Trascrivi come lista JSON di stringhe le righe dei dati a partire da quella che contiene "Game engine object recognition — detect asphalt" e fino a quella che contiene "111, 319, 1110, 624", entrambe incluse. Metti una stringa per ogni riga e ometti le righe vuote.

**** Materiali forniti ****

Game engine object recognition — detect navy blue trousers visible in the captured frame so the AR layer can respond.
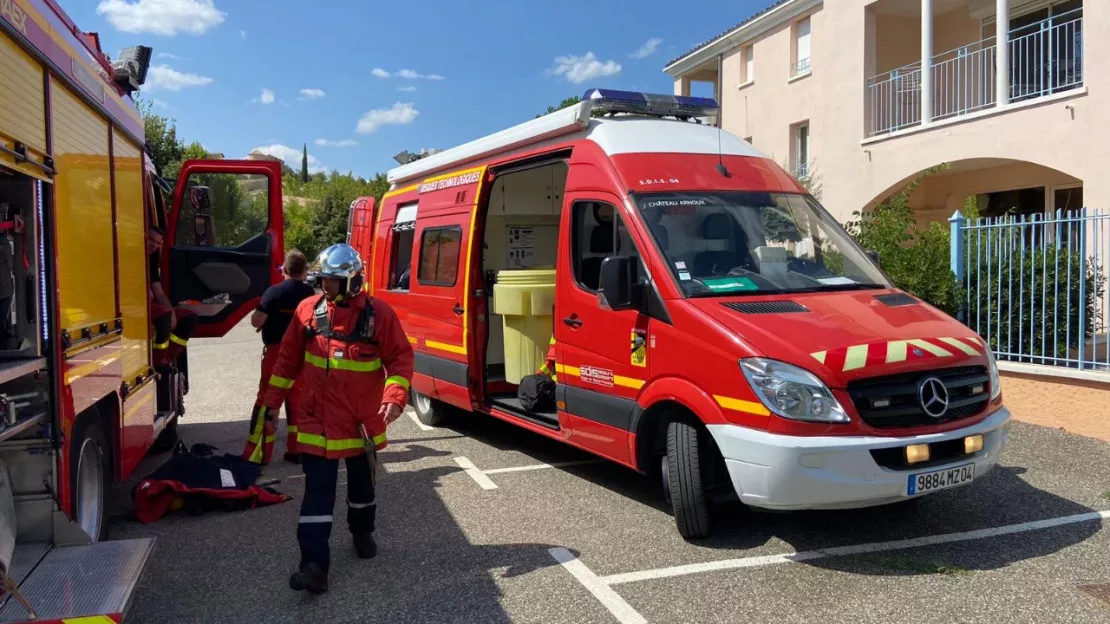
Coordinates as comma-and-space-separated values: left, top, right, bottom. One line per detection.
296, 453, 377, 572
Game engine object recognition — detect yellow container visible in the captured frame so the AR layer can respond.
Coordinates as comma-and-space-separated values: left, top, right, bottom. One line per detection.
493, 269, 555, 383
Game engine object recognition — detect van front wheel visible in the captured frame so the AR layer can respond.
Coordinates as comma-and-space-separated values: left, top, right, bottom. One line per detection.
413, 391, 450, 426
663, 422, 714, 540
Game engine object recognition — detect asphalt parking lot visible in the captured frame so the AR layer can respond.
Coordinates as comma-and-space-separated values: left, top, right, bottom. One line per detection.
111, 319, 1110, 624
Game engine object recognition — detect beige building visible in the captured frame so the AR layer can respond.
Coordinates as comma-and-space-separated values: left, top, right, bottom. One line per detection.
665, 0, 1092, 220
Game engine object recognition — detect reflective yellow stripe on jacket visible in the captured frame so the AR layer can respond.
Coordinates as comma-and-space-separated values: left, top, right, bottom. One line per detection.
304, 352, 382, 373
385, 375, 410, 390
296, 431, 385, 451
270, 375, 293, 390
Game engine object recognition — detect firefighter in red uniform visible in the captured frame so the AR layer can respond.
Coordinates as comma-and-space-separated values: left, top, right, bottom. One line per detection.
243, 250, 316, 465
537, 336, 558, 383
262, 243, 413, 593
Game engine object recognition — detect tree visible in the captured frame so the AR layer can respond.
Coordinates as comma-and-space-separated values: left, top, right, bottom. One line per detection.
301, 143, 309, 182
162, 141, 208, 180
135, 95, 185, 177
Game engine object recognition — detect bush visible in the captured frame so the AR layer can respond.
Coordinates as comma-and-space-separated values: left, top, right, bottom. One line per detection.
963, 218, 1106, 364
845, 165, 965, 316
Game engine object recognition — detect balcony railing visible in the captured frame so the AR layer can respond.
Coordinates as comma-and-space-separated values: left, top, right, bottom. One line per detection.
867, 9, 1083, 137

****

Soluzione dell'esercizio:
[
  "Game engine object recognition — detect asphalt parking lot visible in the captured frame so the AR layer can respond.",
  "Coordinates as comma-and-space-separated values: left, top, right, bottom. One line per detection.",
  "111, 319, 1110, 624"
]